- [TEXT PASSAGE]:
++++++++
I got 5.4 grams of gold from my fingers, heres a couple picture:






theres a bit of frosting on the surface due to a dirty crucible, I plan on re-refining my gold anyways, so its not a big deal. besides, im not selling, hehehee. :lol:


----------



## NobleMetalWorks (Jan 25, 2013)

I thought about it, it's only really useful for people who refine on a small scale. The big refineries incinerate the same type of material, and process it much faster.

Soon as I have it set up in the new facility I'll post pictures and information. I decided to share it with no inhibitions. And if it helps other people, then so much the better. I feel I owe this forum and the people associated with it far more than one little design could ever make up. And by posting it, others very well, and most likely will improve upon my design and make something that works even better that I will in turn benefit from.

It's also mostly off the shelf technology, so I cannot really claim to have invented anything, just putting the right pieces together if that makes any sense.

Scott


----------



## kronix (Jan 25, 2013)

yeah, I guess when your processing thousands of pounds its more economical to just incinerate, melt it all together and put your copper anode in the cell, recovering your values in the sludge. ( at least I think that's how it works lol)
++++++++
- [EXERCISE 1]:
In the forum thread on gold refining, list every step kronix describes for how large operations processing thousands of pounds recover their values.
- [EXERCISE 2]:
Set down a passage of the forum thread on gold refining word for word, everything from "I thought about" down to "kronix (Jan 25, 2013)".
- [EXERCISE 3]:
Answer these questions using the forum thread on gold refining:
(a) How many grams of gold did the first poster get from fingers?
(b) What caused the frosting on the surface of that gold?
(c) According to NobleMetalWorks, what do the big refineries do with the same type of material?
Base your answers solely on the forum thread above.

Lines from a data collection
++++++++
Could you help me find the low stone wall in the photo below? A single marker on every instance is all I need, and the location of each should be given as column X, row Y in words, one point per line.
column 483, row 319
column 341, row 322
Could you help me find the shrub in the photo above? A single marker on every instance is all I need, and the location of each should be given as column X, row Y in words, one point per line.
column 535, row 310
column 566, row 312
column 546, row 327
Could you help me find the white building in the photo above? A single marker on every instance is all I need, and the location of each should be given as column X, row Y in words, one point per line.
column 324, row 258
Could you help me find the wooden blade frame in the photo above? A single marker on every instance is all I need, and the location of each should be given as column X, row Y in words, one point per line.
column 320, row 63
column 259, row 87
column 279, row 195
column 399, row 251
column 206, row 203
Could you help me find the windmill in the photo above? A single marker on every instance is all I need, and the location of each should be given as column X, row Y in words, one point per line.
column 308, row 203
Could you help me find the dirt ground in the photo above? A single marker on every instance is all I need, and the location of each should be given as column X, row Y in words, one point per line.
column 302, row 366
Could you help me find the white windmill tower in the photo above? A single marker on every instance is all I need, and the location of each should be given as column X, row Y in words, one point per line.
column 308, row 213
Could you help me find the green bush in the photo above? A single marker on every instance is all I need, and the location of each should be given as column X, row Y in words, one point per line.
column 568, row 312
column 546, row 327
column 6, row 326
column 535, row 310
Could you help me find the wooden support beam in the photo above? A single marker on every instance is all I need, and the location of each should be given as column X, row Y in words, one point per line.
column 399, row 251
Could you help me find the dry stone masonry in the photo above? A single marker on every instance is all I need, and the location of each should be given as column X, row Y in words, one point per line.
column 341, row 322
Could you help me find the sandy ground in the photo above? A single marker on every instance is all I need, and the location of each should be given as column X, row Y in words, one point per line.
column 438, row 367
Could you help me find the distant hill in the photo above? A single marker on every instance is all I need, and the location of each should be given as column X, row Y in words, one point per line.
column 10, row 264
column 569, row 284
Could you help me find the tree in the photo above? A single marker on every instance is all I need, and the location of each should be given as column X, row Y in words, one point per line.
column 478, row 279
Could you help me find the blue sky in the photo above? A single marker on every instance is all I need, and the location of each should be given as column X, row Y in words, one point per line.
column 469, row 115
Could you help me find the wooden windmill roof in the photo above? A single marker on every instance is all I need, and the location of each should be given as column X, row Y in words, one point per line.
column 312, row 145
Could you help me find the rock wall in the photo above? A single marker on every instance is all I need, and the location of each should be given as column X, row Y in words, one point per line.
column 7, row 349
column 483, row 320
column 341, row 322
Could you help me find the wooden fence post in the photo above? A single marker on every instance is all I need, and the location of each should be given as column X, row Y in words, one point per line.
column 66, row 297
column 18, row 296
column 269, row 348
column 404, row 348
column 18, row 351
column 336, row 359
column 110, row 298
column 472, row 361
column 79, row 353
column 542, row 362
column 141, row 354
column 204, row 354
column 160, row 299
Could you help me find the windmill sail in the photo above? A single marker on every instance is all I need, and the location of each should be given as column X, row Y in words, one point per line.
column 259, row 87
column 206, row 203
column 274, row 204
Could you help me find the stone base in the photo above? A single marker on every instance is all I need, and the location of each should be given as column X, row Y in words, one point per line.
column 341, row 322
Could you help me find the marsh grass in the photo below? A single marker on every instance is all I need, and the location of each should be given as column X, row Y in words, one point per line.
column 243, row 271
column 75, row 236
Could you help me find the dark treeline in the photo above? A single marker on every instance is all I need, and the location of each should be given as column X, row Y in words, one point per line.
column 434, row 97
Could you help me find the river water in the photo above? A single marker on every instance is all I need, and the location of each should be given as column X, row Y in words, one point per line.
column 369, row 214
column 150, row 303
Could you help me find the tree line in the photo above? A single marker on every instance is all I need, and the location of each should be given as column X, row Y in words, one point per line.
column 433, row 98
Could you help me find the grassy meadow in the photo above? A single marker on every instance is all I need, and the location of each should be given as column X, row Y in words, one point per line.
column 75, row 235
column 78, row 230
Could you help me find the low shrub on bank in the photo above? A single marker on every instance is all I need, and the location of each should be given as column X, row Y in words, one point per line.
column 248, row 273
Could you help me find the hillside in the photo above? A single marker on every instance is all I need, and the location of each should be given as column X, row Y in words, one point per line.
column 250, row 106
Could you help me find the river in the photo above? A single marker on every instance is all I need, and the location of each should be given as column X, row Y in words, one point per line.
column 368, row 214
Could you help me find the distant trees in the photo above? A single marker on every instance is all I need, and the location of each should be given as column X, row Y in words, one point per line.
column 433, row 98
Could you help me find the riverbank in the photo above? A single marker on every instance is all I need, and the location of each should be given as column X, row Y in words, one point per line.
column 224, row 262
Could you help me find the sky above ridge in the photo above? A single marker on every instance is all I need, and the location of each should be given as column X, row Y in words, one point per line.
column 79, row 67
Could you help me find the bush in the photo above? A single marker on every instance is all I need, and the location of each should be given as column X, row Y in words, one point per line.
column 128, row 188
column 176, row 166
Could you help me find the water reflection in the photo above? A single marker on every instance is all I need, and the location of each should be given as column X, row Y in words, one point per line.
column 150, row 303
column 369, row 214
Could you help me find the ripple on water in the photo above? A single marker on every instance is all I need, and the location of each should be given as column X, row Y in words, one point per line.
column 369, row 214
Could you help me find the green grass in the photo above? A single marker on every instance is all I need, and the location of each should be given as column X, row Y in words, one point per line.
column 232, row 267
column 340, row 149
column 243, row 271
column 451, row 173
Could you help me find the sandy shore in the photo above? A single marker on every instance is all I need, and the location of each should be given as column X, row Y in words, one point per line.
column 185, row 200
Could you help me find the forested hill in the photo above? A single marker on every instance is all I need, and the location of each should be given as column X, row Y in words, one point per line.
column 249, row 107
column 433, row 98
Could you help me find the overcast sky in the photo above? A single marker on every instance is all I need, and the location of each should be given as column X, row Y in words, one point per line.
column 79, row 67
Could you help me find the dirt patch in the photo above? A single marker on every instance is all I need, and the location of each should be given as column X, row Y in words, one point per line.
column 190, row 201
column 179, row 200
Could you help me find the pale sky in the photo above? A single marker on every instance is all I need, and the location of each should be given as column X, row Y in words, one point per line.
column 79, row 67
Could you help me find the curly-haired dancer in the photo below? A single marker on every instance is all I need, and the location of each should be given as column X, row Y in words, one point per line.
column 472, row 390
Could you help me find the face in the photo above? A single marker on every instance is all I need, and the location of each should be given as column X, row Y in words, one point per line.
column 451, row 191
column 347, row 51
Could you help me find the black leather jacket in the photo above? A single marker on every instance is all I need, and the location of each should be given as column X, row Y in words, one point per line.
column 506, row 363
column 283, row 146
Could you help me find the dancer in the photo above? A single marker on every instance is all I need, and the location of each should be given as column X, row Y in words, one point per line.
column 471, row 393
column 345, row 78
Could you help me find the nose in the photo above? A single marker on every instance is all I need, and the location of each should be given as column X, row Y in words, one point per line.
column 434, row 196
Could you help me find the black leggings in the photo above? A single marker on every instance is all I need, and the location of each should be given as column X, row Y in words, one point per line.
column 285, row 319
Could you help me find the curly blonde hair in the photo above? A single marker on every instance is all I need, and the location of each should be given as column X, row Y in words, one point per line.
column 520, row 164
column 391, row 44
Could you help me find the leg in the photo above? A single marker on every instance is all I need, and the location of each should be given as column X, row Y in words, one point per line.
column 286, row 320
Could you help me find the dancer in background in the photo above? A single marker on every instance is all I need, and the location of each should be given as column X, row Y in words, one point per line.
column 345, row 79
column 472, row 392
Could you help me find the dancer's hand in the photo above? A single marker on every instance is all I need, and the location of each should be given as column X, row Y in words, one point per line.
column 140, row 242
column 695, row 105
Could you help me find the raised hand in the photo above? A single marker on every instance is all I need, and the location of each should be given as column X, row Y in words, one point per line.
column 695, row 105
++++++++
- [WRITTEN REPLY 1]:
- Incinerate the material
- Melt it all together
- Put the copper anode in the cell
- Recover the values in the sludge

- [WRITTEN REPLY 2]:
I thought about it, it's only really useful for people who refine on a small scale. The big refineries incinerate the same type of material, and process it much faster.

Soon as I have it set up in the new facility I'll post pictures and information. I decided to share it with no inhibitions. And if it helps other people, then so much the better. I feel I owe this forum and the people associated with it far more than one little design could ever make up. And by posting it, others very well, and most likely will improve upon my design and make something that works even better that I will in turn benefit from.

It's also mostly off the shelf technology, so I cannot really claim to have invented anything, just putting the right pieces together if that makes any sense.

Scott


----------



## kronix (Jan 25, 2013)

- [WRITTEN REPLY 3]:
(a) 5.4 grams.
(b) A dirty crucible.
(c) They incinerate it and process it much faster.